**EXERCISE DIRECTIONS**.
Scan the records for the line containing "Expected: for every instance of the blurred"; extract it and all later lines, verbatim, through the end, and nothing before it.

**RECORDED INFORMATION**.
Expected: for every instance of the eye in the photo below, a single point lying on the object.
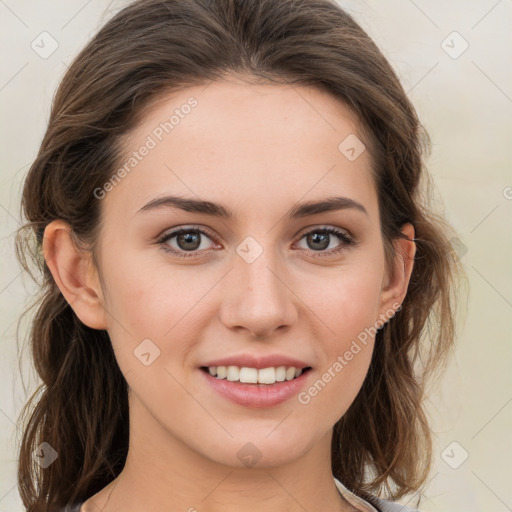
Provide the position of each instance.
(188, 240)
(320, 239)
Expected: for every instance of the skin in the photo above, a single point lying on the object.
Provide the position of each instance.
(258, 150)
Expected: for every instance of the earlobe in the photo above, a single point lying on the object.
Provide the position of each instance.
(396, 282)
(75, 275)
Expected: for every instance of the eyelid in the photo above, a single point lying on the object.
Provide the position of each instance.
(344, 236)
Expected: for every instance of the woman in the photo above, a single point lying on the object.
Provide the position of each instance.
(240, 269)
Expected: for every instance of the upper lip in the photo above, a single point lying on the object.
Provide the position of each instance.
(254, 361)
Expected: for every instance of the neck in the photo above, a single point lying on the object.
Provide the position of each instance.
(162, 473)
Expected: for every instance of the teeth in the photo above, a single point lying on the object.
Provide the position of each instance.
(253, 375)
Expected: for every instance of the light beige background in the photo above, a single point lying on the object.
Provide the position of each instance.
(464, 102)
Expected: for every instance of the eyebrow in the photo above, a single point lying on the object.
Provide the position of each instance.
(217, 210)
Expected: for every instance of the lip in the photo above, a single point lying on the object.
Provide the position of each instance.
(258, 362)
(256, 395)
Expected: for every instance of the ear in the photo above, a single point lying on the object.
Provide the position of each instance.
(75, 275)
(396, 281)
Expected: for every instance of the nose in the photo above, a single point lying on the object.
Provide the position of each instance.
(257, 297)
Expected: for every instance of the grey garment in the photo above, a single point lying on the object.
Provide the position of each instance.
(374, 504)
(390, 506)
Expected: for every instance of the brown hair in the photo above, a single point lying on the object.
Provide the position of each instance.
(383, 442)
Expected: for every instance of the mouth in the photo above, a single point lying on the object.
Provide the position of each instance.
(254, 376)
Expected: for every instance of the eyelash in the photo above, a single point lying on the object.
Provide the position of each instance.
(346, 240)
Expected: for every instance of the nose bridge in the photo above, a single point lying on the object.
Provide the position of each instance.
(259, 299)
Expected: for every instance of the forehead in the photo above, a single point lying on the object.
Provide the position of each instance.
(250, 146)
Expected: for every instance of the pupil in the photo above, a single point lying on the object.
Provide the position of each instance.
(188, 238)
(315, 237)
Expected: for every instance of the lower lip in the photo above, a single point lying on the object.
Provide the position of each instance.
(257, 395)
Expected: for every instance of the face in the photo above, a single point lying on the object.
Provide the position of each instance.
(261, 285)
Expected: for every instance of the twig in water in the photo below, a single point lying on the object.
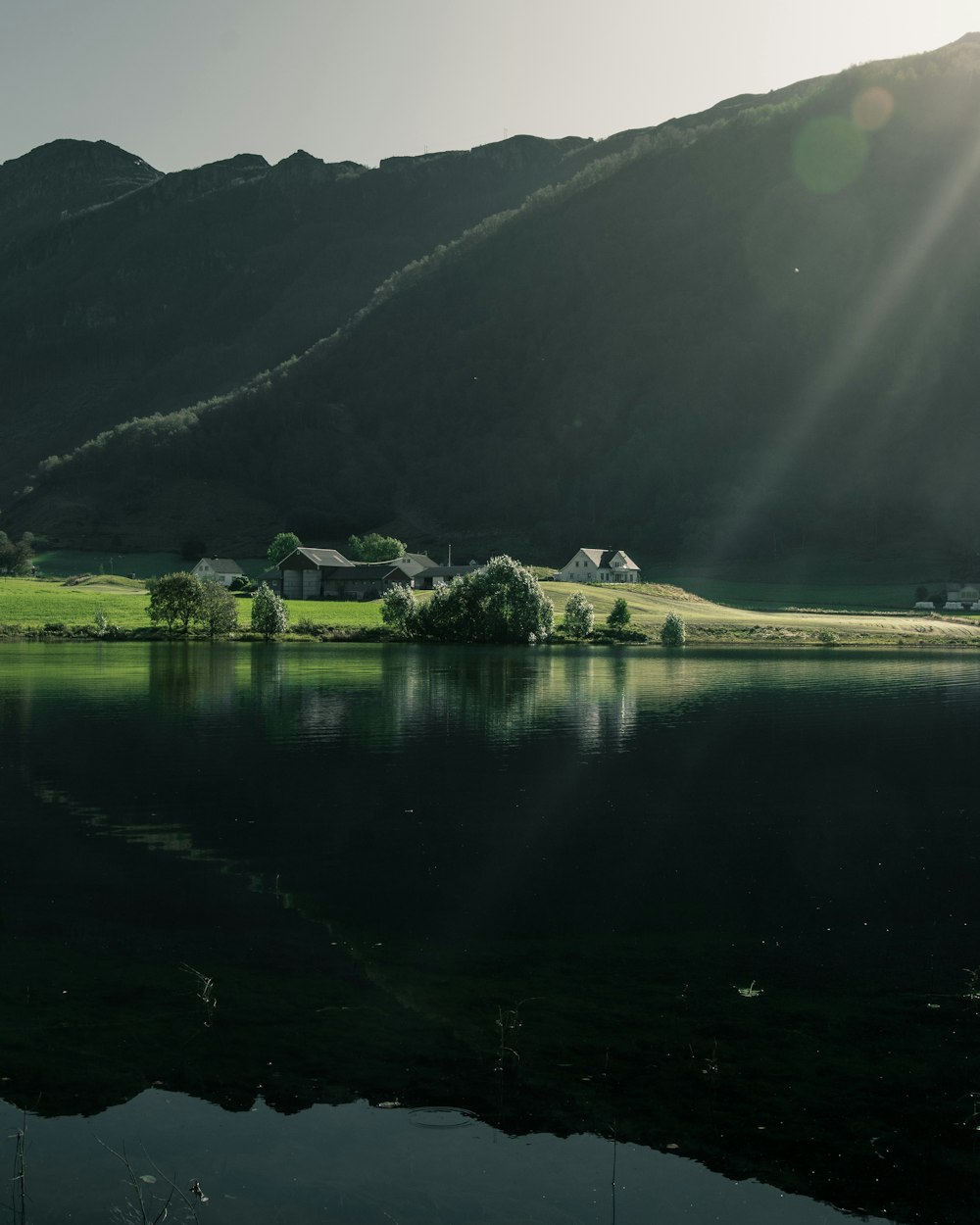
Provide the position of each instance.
(205, 990)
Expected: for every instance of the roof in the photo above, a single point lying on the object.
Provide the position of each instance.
(603, 558)
(416, 562)
(318, 558)
(371, 572)
(446, 571)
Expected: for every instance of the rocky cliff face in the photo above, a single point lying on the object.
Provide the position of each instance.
(125, 292)
(58, 180)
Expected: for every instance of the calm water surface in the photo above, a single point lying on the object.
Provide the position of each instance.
(370, 934)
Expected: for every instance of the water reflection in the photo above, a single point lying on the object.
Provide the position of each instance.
(376, 853)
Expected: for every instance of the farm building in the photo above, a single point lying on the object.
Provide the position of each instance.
(601, 566)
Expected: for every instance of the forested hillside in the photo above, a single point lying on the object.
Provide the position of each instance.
(745, 334)
(125, 292)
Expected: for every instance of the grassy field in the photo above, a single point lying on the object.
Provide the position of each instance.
(65, 563)
(28, 604)
(32, 604)
(709, 621)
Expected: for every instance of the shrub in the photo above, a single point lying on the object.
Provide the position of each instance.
(674, 632)
(270, 615)
(620, 615)
(219, 611)
(174, 599)
(579, 616)
(398, 608)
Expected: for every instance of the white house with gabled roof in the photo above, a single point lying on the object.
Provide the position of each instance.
(221, 569)
(599, 566)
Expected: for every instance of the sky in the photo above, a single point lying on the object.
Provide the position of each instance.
(182, 82)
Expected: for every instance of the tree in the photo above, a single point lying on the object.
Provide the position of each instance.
(375, 548)
(270, 615)
(674, 633)
(219, 612)
(280, 547)
(501, 602)
(174, 599)
(618, 616)
(579, 616)
(15, 559)
(398, 608)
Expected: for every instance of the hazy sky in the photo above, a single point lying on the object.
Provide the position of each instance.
(181, 82)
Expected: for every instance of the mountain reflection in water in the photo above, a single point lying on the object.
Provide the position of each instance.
(716, 906)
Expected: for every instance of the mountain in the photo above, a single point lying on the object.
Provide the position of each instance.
(125, 292)
(743, 333)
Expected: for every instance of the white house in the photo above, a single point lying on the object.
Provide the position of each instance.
(599, 566)
(220, 568)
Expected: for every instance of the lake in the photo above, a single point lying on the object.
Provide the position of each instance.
(368, 934)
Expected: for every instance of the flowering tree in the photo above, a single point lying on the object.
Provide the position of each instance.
(501, 602)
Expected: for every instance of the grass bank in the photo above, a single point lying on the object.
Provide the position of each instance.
(32, 607)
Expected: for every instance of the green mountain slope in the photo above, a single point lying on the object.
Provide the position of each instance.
(749, 333)
(123, 292)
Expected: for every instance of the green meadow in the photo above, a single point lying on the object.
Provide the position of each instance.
(30, 606)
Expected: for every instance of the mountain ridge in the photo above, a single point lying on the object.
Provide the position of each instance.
(699, 269)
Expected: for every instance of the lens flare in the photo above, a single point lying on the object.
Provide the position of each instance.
(872, 108)
(829, 153)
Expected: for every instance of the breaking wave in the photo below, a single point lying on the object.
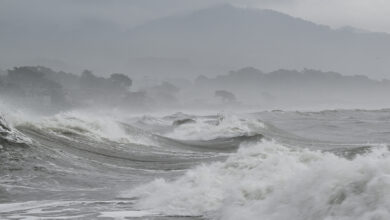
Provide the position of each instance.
(267, 180)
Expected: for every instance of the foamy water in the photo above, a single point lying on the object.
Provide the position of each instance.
(313, 165)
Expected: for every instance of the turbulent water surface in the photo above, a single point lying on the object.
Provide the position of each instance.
(267, 165)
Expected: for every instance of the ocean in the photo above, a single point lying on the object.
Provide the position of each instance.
(273, 165)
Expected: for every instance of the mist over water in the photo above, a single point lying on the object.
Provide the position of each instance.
(197, 111)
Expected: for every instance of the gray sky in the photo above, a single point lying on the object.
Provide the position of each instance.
(365, 14)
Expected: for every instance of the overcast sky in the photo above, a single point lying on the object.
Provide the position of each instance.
(365, 14)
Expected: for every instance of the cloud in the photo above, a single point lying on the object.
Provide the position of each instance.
(366, 14)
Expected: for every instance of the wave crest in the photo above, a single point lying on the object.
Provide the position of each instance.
(270, 181)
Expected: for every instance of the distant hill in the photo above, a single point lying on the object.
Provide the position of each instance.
(207, 41)
(291, 88)
(228, 37)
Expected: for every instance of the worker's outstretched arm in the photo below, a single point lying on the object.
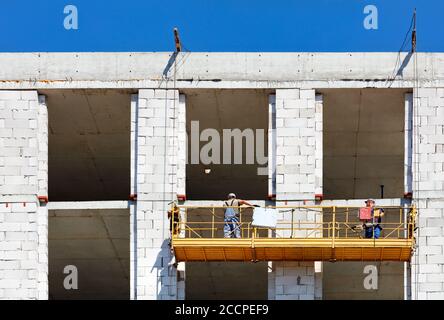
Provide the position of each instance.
(241, 202)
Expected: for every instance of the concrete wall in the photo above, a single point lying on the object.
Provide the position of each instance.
(226, 280)
(295, 183)
(428, 184)
(156, 133)
(96, 242)
(89, 144)
(345, 280)
(23, 263)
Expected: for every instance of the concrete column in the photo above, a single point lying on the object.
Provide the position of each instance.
(157, 172)
(295, 184)
(295, 152)
(272, 145)
(42, 213)
(319, 149)
(23, 225)
(428, 182)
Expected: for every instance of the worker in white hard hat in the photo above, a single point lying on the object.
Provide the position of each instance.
(372, 227)
(231, 217)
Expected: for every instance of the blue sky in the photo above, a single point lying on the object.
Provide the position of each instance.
(224, 25)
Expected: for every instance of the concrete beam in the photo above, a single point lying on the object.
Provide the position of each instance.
(215, 70)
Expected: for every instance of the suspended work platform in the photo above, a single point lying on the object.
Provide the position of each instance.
(315, 233)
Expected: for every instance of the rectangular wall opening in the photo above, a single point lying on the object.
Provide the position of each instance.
(96, 243)
(363, 150)
(89, 144)
(218, 110)
(363, 143)
(226, 280)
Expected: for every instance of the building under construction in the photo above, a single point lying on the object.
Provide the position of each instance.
(96, 148)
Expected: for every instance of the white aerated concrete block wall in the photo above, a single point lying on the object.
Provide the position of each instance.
(291, 280)
(23, 225)
(157, 170)
(428, 185)
(296, 153)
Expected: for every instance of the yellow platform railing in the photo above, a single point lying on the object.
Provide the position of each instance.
(332, 222)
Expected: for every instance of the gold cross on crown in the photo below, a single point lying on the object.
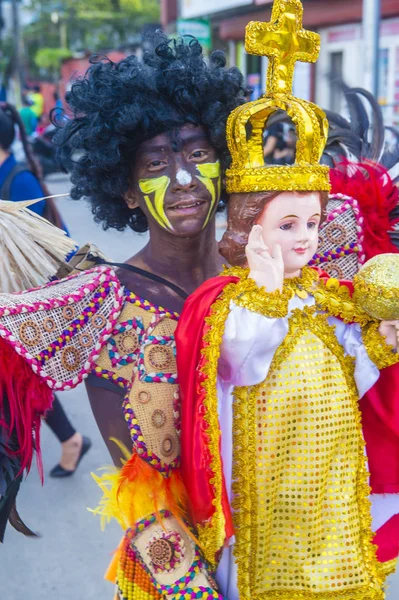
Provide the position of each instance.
(284, 42)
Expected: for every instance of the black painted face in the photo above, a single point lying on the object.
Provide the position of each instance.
(177, 180)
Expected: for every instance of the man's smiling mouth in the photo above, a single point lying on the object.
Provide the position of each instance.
(186, 206)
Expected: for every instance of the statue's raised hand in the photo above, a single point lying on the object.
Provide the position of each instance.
(266, 266)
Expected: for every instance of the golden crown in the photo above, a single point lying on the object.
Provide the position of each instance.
(284, 42)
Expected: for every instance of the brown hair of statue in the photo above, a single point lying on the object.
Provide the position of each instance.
(243, 212)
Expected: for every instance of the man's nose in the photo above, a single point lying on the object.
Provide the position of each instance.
(184, 180)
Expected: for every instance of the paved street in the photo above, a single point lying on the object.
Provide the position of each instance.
(68, 561)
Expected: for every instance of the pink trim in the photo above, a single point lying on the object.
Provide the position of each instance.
(103, 274)
(387, 540)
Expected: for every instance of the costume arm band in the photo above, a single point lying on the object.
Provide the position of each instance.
(378, 350)
(168, 553)
(257, 299)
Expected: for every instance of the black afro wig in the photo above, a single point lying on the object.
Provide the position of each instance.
(116, 107)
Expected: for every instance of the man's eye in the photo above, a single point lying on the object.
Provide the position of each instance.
(199, 154)
(157, 163)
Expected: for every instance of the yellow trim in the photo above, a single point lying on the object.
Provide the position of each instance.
(211, 535)
(389, 567)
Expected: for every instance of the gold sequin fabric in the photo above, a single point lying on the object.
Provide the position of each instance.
(301, 509)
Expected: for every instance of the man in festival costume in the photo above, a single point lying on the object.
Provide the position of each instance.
(151, 142)
(272, 448)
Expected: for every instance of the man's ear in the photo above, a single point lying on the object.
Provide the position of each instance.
(131, 197)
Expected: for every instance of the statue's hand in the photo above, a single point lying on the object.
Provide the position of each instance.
(266, 267)
(390, 330)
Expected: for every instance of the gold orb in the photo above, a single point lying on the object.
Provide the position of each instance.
(377, 287)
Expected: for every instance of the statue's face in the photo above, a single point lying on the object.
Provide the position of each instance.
(292, 220)
(177, 181)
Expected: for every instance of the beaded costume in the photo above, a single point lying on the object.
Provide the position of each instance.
(273, 455)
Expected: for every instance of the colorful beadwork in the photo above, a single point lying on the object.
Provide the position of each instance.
(118, 360)
(95, 283)
(140, 445)
(76, 325)
(135, 581)
(347, 203)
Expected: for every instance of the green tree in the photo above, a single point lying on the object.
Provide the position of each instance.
(98, 25)
(50, 60)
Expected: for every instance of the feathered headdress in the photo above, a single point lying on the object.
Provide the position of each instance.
(31, 248)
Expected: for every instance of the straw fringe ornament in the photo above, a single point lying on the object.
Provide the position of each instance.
(31, 248)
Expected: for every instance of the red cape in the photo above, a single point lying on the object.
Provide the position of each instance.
(380, 423)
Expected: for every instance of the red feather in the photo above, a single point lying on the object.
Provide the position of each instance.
(377, 195)
(24, 399)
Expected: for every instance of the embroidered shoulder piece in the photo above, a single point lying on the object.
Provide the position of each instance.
(249, 295)
(381, 354)
(335, 298)
(61, 328)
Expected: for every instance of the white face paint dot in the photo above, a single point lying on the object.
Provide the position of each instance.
(183, 177)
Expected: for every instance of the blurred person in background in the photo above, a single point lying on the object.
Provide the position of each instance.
(273, 141)
(28, 117)
(37, 100)
(286, 156)
(20, 182)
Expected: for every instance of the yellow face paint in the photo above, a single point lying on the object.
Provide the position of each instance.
(158, 187)
(209, 172)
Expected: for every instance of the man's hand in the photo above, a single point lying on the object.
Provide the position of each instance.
(265, 268)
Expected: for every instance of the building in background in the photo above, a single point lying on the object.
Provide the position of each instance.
(342, 51)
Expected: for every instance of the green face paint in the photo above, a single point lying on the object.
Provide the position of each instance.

**RESULT BELOW**.
Expected: for every instance of the blurred person in background in the photo above, a single point lying on the object.
Provide the position of each instance.
(273, 141)
(28, 117)
(37, 100)
(286, 156)
(20, 182)
Expected: for every instance of the yellow face paint in the photo above, a single point lying on the object.
Provide the position of each instance.
(158, 187)
(209, 172)
Expected: for every instance of the man's hand in the photo above, a single point lying on the object.
Provide the position of each instance.
(265, 268)
Expected: for every instance of the building in background in the photo above, a single point lying on the object.
Provide the position of each instance.
(342, 51)
Expected: for every instance of the green face paint in the photo above, a single point lying on the object.
Provide the position of each instance.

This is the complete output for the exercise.